(Datenauflistung)
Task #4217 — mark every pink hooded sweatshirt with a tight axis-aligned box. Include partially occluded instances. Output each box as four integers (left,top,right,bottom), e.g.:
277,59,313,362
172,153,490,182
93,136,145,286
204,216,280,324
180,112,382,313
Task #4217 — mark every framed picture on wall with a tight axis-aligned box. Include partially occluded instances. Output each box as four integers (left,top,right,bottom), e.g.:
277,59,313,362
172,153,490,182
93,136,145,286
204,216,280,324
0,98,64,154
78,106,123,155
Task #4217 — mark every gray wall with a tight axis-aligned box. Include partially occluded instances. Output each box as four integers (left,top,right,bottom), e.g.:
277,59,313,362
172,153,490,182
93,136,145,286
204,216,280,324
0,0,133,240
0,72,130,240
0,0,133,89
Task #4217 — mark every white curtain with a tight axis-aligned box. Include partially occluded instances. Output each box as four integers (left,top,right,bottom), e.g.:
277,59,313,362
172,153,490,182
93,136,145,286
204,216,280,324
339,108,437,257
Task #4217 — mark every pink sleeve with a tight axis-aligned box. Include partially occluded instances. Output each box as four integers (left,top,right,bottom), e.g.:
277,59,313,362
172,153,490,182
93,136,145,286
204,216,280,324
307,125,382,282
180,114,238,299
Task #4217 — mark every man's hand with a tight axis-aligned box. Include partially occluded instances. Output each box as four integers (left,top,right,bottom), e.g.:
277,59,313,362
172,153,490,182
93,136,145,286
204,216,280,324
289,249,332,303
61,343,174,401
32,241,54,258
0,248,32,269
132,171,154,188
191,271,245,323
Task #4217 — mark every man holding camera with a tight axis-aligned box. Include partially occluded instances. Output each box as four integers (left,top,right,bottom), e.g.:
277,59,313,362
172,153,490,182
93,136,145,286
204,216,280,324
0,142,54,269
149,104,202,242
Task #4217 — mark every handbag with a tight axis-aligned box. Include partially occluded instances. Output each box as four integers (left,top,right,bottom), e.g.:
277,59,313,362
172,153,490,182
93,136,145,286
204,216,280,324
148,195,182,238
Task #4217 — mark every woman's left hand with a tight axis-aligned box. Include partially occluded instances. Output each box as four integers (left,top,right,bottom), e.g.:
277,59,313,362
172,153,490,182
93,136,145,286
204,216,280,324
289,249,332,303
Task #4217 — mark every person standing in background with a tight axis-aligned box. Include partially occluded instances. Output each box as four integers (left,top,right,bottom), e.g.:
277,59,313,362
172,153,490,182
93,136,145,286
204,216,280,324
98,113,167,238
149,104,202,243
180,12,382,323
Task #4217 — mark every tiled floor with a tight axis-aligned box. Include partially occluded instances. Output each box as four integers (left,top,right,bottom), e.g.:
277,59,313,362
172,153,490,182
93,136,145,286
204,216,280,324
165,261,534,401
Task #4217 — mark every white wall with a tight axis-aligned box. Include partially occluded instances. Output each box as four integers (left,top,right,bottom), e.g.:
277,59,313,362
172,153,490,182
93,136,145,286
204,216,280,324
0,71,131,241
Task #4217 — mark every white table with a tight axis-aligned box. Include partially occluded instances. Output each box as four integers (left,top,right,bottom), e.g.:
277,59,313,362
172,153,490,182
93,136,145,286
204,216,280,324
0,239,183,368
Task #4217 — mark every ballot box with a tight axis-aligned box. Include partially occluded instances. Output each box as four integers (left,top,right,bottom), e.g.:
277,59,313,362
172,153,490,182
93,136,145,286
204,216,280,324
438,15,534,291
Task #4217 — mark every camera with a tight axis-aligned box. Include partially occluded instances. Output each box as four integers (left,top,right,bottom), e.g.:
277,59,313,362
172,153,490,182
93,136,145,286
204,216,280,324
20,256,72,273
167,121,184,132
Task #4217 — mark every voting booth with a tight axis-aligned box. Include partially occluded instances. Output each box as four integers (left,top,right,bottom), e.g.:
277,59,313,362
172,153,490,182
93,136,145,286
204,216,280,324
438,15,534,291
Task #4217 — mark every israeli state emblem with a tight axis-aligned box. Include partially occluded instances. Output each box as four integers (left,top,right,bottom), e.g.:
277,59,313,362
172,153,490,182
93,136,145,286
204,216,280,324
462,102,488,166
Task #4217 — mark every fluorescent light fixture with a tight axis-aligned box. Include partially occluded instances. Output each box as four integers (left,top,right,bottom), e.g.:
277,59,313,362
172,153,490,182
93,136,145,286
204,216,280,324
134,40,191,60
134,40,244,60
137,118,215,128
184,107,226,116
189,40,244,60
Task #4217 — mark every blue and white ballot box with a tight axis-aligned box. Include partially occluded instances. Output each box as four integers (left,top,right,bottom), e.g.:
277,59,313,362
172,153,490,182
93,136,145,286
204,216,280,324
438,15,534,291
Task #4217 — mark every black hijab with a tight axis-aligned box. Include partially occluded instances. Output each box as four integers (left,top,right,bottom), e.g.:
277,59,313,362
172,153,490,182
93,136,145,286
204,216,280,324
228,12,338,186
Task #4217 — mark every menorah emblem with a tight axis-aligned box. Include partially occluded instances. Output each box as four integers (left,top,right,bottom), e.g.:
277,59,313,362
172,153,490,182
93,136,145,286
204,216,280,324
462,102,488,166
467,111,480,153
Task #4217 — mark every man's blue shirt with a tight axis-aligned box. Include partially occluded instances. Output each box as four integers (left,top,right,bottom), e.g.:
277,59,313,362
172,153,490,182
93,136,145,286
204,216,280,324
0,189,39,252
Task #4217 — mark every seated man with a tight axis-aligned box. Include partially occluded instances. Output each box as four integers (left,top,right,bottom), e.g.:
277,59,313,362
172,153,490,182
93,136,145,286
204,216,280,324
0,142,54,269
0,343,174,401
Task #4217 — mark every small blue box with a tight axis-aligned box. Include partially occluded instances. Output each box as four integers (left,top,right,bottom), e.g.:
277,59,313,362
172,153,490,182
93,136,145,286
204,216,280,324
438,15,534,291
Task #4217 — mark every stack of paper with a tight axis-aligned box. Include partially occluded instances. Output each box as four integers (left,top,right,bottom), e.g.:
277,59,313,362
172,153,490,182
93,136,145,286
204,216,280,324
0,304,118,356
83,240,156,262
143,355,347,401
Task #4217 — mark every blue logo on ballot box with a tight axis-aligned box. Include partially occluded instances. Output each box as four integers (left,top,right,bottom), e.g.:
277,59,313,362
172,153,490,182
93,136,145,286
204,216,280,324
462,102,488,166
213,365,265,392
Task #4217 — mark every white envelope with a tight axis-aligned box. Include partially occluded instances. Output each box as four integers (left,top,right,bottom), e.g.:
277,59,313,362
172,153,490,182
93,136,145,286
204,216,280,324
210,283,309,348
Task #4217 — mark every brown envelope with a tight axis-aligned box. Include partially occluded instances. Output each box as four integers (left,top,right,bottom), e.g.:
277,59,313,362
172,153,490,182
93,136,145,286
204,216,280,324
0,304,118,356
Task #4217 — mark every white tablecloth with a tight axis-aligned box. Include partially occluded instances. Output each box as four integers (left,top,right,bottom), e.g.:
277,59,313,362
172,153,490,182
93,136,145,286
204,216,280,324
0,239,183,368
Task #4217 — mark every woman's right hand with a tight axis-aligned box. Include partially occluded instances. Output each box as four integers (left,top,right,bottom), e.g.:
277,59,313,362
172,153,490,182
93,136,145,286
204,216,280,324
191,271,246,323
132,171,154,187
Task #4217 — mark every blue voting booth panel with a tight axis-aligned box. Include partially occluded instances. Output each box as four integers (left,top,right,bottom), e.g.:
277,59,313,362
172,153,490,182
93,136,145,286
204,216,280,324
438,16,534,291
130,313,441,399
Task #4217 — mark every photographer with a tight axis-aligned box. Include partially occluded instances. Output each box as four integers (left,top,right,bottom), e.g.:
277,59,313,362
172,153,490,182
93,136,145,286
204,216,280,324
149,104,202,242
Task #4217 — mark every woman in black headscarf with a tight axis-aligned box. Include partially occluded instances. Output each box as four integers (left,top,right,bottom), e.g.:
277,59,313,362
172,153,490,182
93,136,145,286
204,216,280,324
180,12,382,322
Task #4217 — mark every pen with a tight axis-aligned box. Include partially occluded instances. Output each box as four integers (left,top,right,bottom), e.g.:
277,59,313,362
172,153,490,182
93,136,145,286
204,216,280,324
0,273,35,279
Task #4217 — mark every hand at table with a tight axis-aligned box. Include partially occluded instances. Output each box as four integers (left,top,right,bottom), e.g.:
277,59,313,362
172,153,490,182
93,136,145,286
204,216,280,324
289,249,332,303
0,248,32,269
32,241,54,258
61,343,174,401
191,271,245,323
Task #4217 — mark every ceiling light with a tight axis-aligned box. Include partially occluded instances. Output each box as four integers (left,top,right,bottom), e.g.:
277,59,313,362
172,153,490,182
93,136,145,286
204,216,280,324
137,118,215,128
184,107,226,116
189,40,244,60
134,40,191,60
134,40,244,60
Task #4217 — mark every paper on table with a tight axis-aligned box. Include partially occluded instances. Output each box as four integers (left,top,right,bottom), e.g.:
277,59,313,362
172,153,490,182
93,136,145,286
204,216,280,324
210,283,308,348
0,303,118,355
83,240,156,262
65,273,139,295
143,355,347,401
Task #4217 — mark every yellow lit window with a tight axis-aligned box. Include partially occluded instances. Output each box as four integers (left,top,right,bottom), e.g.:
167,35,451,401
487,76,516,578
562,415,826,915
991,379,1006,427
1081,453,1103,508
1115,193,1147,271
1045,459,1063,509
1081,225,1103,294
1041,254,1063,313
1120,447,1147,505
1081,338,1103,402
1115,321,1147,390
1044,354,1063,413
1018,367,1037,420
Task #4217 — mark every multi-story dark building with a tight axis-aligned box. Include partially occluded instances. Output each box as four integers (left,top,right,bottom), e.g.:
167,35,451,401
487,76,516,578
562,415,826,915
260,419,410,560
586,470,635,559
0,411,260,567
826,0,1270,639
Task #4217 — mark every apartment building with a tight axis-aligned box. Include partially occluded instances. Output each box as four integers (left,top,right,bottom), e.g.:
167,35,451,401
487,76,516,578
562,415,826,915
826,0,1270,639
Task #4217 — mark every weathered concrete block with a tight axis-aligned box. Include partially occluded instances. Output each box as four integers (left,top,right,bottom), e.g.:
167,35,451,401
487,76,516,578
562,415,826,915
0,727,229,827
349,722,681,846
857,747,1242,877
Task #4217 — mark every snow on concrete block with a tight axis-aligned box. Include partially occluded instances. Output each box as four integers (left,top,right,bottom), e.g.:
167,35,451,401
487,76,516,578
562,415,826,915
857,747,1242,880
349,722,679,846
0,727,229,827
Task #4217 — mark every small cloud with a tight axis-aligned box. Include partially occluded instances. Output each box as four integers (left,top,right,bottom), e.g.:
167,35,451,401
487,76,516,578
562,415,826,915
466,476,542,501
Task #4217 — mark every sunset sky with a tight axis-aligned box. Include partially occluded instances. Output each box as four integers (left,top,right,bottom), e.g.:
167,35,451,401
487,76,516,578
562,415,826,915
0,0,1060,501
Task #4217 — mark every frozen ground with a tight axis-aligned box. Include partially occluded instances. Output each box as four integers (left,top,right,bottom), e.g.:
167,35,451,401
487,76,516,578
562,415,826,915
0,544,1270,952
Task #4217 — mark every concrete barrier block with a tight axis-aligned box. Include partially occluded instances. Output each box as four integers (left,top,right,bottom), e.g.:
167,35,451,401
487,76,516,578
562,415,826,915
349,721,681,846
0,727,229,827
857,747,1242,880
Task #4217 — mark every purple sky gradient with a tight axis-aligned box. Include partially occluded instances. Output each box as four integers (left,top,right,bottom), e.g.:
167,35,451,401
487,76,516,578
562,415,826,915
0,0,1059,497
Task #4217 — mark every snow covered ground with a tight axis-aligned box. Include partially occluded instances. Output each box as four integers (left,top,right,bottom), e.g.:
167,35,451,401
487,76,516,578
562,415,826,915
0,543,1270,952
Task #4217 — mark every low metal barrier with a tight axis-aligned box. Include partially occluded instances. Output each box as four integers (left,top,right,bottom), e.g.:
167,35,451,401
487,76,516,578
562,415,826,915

IHRE AUFGABE
Ersetzen Sie in den Zeilen zwischen der Zeile mit „Task #4217 — mark every tiled“ und der Zeile mit „0,71,131,241“, beide eingeschlossen, „white wall“ durch „beige wall“. Geben Sie nur diese Zeilen wieder und lassen Sie alles andere unverändert.

DAS ERGEBNIS
Task #4217 — mark every tiled floor with a tight axis-aligned box. Include partially occluded instances. Output each box as four integers (left,top,right,bottom), e.g.:
277,59,313,362
172,153,490,182
93,136,145,286
204,216,280,324
165,261,534,401
Task #4217 — mark every beige wall with a tight axis-aligned box. Include partially occluded instances. Output each box as four integers (left,top,right,bottom), e.g.:
277,59,313,362
172,153,490,182
93,136,145,286
204,216,280,324
0,71,131,241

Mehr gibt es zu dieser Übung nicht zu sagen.